» **Stated problem**
Render the items from the line containing "point per instance: stone" through the end of the items as a Markdown table with two columns, No. and Line, numbering each row and leaving out blank lines.

» **Exercise inputs**
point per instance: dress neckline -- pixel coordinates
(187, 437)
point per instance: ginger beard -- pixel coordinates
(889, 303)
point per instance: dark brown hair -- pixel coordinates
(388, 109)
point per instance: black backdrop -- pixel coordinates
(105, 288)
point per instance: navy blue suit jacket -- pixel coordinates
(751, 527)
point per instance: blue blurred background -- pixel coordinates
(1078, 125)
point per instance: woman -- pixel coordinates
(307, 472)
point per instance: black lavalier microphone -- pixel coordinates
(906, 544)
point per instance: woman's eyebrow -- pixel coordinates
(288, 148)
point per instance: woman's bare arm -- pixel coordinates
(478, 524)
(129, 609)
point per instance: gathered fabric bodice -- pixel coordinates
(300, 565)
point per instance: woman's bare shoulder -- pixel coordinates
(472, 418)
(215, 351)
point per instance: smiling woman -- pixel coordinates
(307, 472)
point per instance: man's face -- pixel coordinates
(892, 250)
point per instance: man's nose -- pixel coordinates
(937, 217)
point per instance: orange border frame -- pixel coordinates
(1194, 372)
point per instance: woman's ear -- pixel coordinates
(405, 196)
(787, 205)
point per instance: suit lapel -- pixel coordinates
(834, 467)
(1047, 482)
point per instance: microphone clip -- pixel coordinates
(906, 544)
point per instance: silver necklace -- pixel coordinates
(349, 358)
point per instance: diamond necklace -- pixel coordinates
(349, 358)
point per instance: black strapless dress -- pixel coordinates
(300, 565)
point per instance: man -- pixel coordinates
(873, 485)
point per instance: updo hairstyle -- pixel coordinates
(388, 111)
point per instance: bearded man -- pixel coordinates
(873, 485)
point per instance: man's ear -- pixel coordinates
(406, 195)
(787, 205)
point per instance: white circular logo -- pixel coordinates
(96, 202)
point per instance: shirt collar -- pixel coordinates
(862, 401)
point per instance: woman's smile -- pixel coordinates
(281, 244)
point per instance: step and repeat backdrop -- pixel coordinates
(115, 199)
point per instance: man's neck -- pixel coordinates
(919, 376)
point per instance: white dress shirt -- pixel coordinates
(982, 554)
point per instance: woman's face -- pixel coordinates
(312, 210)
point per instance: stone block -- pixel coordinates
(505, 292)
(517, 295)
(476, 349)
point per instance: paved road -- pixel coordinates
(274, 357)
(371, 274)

» **Complete response**
| No. | Line |
|---|---|
| 1 | point per instance: stone block -- pixel coordinates |
| 2 | (505, 292) |
| 3 | (517, 295) |
| 4 | (476, 349) |
| 5 | point per instance: paved road -- pixel coordinates |
| 6 | (274, 357) |
| 7 | (371, 274) |